-- start Excerpted text --
The second is the way internet discourse and friendship are simultaneously delightful and very limited. There were people I very much enjoyed getting to know over the years, and a few I considered friends. But the limitations of those relationships were obvious (much, I imagine, as the limitations of friendships conducted solely through letter-writing in ages past was). Text is a delightful medium, and it affords certain things that face-to-face interaction doesn’t, especially time for precision and accuracy in communication. But it takes away as well as gives: your wording must be so precise, because otherwise it far more easily risks misunderstanding. Language must often be more conciliatory in text than it would in person to achieve the same effect, for the simple reason that there is no such thing as tone. And ten thousand emojis are not worth one real, sympathetic smile across a room for expressing, “I disagree with you, but I mean no harm in my disagreement.” The internet affords many opportunities to connect with people we would otherwise never meet, but it does not and cannot substitute for the kinds of friendships we have in person.

This latter insight was in many ways the first, foundational layer for much of my thinking on the goods and ills offered by the internet since—thinking that has come out especially in Winning Slowly, and increasingly also is finding a home in the reading and research projects I mentioned here earlier in the week. It also continues to inform the way I think about many other relationships I have now online. Though I am part of a number of several really delightful online communities, I never allow those relationships to become my substitutes for doing the work of building friendships with people face to face. And I also take the opportunity, whenever I can, to add face-to-face components to those relationships! One of my closest friends now is someone I met via a group of Christian developers I’m part of online—but he’s also someone I’ve spent many hours with in person now, and it was those hours in person that dramatically changed the character of our friendship. Similarly, another of my best friends is someone I get to talk to mostly only via chat now—but we had years of face-to-face relationship as foundation to stand on.
-- end Excerpted text --
> [Tasks for this exercise]
**a.** In the essay on online friendship, what does text allow that face-to-face interaction does not?
**b.** Continue the essay on online and in-person friendship, picking up after its final sentence.
The entries that come next are drawn from a different source than the essay on online friendship.
-- start Raw records --
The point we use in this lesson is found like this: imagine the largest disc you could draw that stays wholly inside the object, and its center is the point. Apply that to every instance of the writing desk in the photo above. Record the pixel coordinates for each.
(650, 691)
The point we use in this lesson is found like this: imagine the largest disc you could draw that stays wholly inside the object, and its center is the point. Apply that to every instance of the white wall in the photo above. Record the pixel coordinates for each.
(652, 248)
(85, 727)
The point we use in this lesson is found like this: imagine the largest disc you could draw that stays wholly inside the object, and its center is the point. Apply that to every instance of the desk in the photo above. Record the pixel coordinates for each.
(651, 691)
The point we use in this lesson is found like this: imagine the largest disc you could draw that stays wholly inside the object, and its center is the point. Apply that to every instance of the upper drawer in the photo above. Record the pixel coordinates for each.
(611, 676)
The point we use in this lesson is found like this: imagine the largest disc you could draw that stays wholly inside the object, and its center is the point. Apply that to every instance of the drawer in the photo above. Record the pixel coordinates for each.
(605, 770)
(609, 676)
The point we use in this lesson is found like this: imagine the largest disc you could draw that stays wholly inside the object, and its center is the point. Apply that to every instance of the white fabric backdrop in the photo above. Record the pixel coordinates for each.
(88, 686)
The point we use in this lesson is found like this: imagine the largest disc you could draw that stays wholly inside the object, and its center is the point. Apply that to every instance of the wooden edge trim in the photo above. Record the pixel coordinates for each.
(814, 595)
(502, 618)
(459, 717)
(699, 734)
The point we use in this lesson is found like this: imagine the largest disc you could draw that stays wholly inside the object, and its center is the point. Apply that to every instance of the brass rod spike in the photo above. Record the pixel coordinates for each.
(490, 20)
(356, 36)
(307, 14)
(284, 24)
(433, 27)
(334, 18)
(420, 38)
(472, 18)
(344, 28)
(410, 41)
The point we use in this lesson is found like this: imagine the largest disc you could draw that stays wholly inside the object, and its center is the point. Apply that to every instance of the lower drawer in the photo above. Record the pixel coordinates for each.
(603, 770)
-- end Raw records --
> [Exercise responses]
**a.** Text allows time for precision and accuracy in communication.

**b.**
So the net of it all is good, I think. I’m grateful for the ways Star Wars has been a part, and an important part, of my life. (So don’t spoiler The Last Jedi for me!)


  1. Or at least, those in which I wasn’t re-reading The Lord of the Rings yet again. I was a nerdy kid.

  2. If I had grown up having a parallel experience with Marvel comics instead of Star Wars, the experience might well be flipped—though since the MCU is largely adaptations of, if often very free adaptations of, existing comics work, it would likely play out in rather different ways.

  3. My experience was with “conservative” sites, but you could see many of the same phenomena on the left then as well.